-- Brief --
Retype the complete listing exactly as it appears.

+++

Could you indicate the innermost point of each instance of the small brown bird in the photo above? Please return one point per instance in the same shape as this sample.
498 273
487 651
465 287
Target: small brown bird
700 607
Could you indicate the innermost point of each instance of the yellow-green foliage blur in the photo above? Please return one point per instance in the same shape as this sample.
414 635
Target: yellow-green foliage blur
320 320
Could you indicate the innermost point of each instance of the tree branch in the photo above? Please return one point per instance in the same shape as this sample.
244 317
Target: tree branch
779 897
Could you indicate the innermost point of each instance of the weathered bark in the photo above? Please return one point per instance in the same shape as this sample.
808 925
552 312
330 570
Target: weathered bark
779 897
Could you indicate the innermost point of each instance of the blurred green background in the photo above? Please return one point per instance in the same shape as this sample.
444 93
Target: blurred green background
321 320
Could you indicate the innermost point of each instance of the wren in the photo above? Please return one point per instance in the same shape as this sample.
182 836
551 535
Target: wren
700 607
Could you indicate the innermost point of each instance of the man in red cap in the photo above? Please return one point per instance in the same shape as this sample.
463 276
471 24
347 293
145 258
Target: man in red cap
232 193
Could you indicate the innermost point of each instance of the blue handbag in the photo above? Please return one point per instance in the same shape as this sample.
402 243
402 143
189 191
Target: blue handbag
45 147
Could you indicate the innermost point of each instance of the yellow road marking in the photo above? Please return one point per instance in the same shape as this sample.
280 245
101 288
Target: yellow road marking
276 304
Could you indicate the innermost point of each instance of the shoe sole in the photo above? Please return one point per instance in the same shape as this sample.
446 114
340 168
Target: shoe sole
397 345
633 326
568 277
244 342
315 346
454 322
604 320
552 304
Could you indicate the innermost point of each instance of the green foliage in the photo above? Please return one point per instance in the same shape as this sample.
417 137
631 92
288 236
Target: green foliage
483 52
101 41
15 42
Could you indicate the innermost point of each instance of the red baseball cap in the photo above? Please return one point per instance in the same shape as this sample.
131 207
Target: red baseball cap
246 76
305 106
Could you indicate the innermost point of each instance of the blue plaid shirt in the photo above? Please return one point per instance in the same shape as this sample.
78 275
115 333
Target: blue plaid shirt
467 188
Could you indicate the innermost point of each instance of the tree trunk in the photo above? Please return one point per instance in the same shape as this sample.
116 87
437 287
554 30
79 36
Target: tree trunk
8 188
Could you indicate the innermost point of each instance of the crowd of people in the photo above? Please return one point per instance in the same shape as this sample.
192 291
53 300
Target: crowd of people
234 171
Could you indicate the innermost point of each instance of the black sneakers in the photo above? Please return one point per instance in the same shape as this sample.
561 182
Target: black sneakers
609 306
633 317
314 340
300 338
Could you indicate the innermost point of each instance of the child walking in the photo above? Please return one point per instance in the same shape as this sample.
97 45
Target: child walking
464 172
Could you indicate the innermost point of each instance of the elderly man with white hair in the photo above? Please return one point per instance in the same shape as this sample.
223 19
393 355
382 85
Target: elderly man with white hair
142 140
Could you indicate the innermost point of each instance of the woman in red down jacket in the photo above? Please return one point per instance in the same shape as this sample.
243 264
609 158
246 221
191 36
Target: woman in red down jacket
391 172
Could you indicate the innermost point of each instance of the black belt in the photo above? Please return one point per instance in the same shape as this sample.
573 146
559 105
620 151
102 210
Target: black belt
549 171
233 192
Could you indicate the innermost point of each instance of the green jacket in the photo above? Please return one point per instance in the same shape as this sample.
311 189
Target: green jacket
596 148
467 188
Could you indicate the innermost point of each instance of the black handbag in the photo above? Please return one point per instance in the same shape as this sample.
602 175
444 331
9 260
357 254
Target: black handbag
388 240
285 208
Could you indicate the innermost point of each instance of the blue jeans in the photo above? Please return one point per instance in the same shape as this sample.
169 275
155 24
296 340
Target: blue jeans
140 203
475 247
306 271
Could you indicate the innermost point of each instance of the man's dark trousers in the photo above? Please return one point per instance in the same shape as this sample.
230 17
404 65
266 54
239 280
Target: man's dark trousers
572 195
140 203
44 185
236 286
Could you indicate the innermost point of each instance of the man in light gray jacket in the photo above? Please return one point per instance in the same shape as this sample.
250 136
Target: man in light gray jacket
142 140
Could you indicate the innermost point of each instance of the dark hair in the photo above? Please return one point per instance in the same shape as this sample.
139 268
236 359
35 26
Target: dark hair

+++

-- Solution below --
Could you indicate the innermost point of each instance of the small brown bird in the photo above? Please return one point per instance in the same shape as this sample.
498 273
487 651
465 287
Target: small brown bird
700 607
Could you indicate the innermost point of each instance of the yellow-green foliage blur in the photo above? Please return one point per instance in the same shape as this sample.
414 635
Target: yellow-green foliage blur
320 320
Could you indicate the innermost point of each instance of the tree branch in the photo above? Please return one point per instance in the same shape as this sample.
244 317
Target: tree branch
779 897
Could you indicate the innermost point of each instance of the weathered bark in the photo above? Please return one point per instance in the same shape as this sample.
808 925
552 312
330 570
Target: weathered bark
779 897
Could you indicate the innermost point of each instance of the blurred green background in the photo above? Please return one point per instance in the same shape as this sample.
444 93
Target: blurred green background
321 320
Could you indicate the innermost point of each instance of the wren in the photo above? Please return one point per instance in the same shape as this sample.
182 836
551 535
Target: wren
700 607
Could you indicate the innermost point of each instance of the man in red cap in the photo above? Please return one point per instance in the same shape as this sample.
463 276
471 24
347 293
145 258
Target: man in red cap
232 193
Could you indicate the innermost point of each instance of the blue handbag in the photo above? Please return one point per instance in the same shape as this sample.
402 243
402 143
189 191
Target: blue handbag
45 147
Could you indicate the innermost point of each instance of the yellow road marking in the photo above? Please return one point per instance in the same shape as this sample.
280 245
101 288
Target: yellow road marking
276 304
Could you indicate the innermost point of each instance of the shoe sole in the photo above? Please return one point per instance in the same shape as this sample.
446 114
340 168
Target: shoe sole
397 345
633 326
568 277
244 342
315 346
454 322
604 320
552 304
Could you indicate the innermost point of each instance of the green foliage in the photo above? Please return one point per instance in the same shape as this sample.
417 137
631 92
288 236
Target: green foliage
483 52
101 41
15 42
Could you indicate the innermost point of each instance of the red baseball cap in the photo above? Please return one point per instance in the same shape as this sample.
131 207
Target: red baseball cap
246 76
305 106
Could you indicate the innermost point of each instance of the blue plaid shirt in the photo above? Please return one point per instance in the same shape as this sample.
78 275
115 333
Target: blue plaid shirt
467 188
Could you indicate the innermost point of each instance of the tree trunk in the photo above? Please return one point per instance in the same shape as this sample.
116 87
437 287
554 30
79 36
Target: tree trunk
8 188
Could you indicate the innermost point of each instance of the crowd of people in the photo above? Please return one point per instance in the same shape as this sample.
192 291
53 300
Target: crowd of people
234 171
Could you indicate the innermost point of each instance of the black sneakers in the photo above? Please return one point per instance in the same shape as this sample.
561 182
Target: black sneakers
609 306
633 317
314 340
300 338
Could you indicate the innermost point of each instance of the child walking in the photo above? Please return one point per instance in the same shape as this sample.
97 45
Target: child walking
464 172
Could you indicate the innermost point of each instance of the elderly man with white hair in the photo above? Please return one point per instance in the same shape as this sample.
223 19
393 355
382 85
Target: elderly man with white hair
142 140
Could you indicate the innermost point of each instance of the woman in red down jacket in the photo above? Please return one point per instance in the same shape as this sample.
243 264
609 158
246 221
191 36
Target: woman in red down jacket
391 172
Could you indicate the innermost point of each instance of the black belt in the photo above? Please return one point per instance in the same shape as this sample.
573 146
559 105
620 151
102 210
Target: black belt
549 171
233 192
Could you indicate the innermost point of each instance of the green jacket in the photo above? Please return one point per instance in the same shape as this sample.
311 189
Target: green jacket
596 148
467 188
Could you indicate the innermost point of each instance of the black handbag in the photo above? Please return one point per instance in the same shape as this sample.
602 175
444 331
9 260
357 254
Target: black handbag
388 240
285 208
Could you indicate the innermost point of each instance of the blue jeans in the photo above? Please return one point per instance in the same shape as this sample.
169 275
155 24
296 340
Target: blue jeans
140 203
475 247
306 271
Could you indicate the innermost point of each instance of the man's dark trousers in the photo above? Please return one point per instance in the same shape as this sample.
230 17
404 65
266 54
239 280
Target: man's dark trousers
572 195
140 203
44 185
236 286
Could you indicate the innermost point of each instance of the man in light gray jacket in the photo above? Please return one point per instance in the same shape as this sample.
250 136
Target: man in light gray jacket
142 140
Could you indicate the innermost point of each instance of the dark hair in the photo above? Please return one point per instance in the same shape as this sample.
139 268
236 359
35 26
Target: dark hair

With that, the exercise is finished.